## Work to complete:
For the data below, give again exactly the lines from the one containing "on the metal" through the one containing "Target: cargo lettering on locomotive", both ends included, and no others.

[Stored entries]
= Beginning of Section =

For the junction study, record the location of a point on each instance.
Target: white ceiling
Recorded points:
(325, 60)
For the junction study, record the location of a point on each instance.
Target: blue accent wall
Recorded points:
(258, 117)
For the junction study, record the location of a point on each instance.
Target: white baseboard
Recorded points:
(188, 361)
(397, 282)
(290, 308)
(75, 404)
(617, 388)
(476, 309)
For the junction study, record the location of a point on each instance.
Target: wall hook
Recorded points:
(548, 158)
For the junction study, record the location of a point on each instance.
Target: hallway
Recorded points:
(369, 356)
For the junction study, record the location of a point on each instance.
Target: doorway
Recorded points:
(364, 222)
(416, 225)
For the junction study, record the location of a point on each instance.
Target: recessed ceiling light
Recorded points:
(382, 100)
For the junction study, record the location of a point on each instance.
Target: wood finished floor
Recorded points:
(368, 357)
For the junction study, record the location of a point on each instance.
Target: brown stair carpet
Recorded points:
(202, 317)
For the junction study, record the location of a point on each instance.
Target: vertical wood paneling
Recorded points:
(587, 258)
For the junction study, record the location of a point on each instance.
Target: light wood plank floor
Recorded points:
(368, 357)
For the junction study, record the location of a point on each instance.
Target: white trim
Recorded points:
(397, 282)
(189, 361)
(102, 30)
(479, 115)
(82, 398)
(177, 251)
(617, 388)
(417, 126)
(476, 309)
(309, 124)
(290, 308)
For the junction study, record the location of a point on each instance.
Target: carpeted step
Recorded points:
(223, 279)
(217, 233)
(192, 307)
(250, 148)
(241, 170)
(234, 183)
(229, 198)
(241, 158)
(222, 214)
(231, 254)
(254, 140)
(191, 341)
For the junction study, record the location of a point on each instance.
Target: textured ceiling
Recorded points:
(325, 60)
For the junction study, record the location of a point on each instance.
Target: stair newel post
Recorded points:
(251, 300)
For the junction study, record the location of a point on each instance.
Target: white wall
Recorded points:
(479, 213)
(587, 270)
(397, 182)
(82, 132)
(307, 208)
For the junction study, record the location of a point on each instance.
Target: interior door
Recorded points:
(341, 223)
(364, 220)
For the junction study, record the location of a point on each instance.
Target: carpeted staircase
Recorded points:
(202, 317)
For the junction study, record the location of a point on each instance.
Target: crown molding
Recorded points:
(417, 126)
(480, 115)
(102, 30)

= End of Section =
= Beginning of Section =

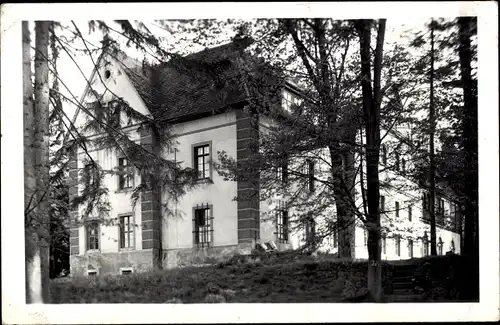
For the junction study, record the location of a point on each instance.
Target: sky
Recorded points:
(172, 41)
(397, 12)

= End of Section =
= Beginning of Section =

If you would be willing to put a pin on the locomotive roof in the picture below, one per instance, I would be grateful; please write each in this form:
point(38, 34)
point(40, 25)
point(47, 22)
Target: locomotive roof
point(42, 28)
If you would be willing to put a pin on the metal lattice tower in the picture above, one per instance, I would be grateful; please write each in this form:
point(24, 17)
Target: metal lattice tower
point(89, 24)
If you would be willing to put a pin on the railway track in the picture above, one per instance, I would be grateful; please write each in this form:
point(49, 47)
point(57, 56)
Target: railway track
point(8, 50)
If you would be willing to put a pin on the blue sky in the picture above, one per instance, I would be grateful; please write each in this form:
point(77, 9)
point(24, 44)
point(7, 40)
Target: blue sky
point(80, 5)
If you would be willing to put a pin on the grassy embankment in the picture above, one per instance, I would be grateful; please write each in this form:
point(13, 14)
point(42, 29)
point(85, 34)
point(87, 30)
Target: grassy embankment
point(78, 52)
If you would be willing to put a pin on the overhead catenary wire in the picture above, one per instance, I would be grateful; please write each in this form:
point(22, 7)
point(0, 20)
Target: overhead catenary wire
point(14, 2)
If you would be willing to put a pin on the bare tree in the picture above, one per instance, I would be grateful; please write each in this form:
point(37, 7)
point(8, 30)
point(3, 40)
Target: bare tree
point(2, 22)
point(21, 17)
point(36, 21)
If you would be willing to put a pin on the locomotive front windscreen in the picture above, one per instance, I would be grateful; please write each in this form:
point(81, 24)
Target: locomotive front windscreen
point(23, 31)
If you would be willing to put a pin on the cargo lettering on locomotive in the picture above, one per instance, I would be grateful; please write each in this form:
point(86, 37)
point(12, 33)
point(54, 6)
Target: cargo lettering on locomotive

= End of Section =

## Output below:
If you would be willing to put a pin on the metal lattice tower in the picture above, one per instance, I would be grateful; please write each in this form:
point(24, 17)
Target: metal lattice tower
point(89, 24)
If you would be willing to put a pin on the railway track in the picture above, one per instance, I would be grateful; please write each in this form:
point(49, 47)
point(57, 56)
Target: railway track
point(8, 50)
If you would be willing to put a pin on the blue sky in the picture above, one per instance, I would be grateful; please write each in this form:
point(77, 9)
point(24, 44)
point(7, 40)
Target: blue sky
point(80, 5)
If you would be willing to put a pin on the grassy embankment in the picture above, one per instance, I would be grateful; please write each in this form:
point(13, 14)
point(42, 29)
point(85, 34)
point(87, 30)
Target: grassy embankment
point(78, 52)
If you would be willing to put a pin on the overhead catenary wire in the picture above, one per instance, I would be grateful; please write each in this form:
point(22, 7)
point(0, 20)
Target: overhead catenary wire
point(14, 2)
If you would be willing to put a pin on the bare tree in the picture above, one per instance, I would be grateful; please write each in this form:
point(37, 7)
point(8, 30)
point(3, 40)
Target: bare tree
point(2, 22)
point(21, 17)
point(36, 21)
If you would be willing to put a pin on the locomotive front windscreen in the picture above, one per instance, I would be grateful; please write each in this form:
point(81, 24)
Target: locomotive front windscreen
point(23, 31)
If you would be willing to put a pin on the cargo lettering on locomotive in the picture above, one per instance, I would be grateful; please write each in this form:
point(86, 37)
point(12, 33)
point(54, 6)
Target: cargo lettering on locomotive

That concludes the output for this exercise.